## BRIEF
Reproduce every one of the records below line for line, leaving out the pictures.

-- begin GIVEN RECORDS --

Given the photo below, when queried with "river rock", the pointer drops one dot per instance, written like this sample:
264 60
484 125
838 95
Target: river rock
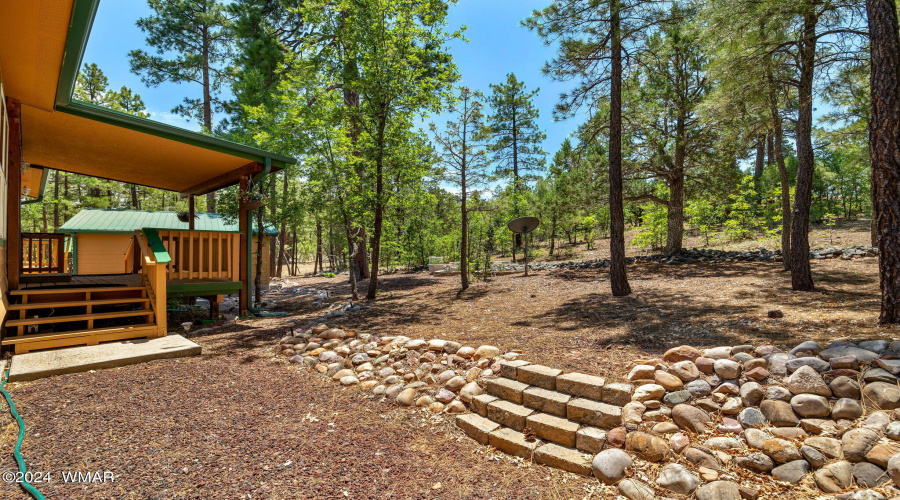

-- end GIVEN RECORDS --

## REPLY TO THE TASK
Given the photo below, when queried with "river rock", the pointer drops one dot per instance, written like this sample:
264 60
484 125
838 95
Target: river rock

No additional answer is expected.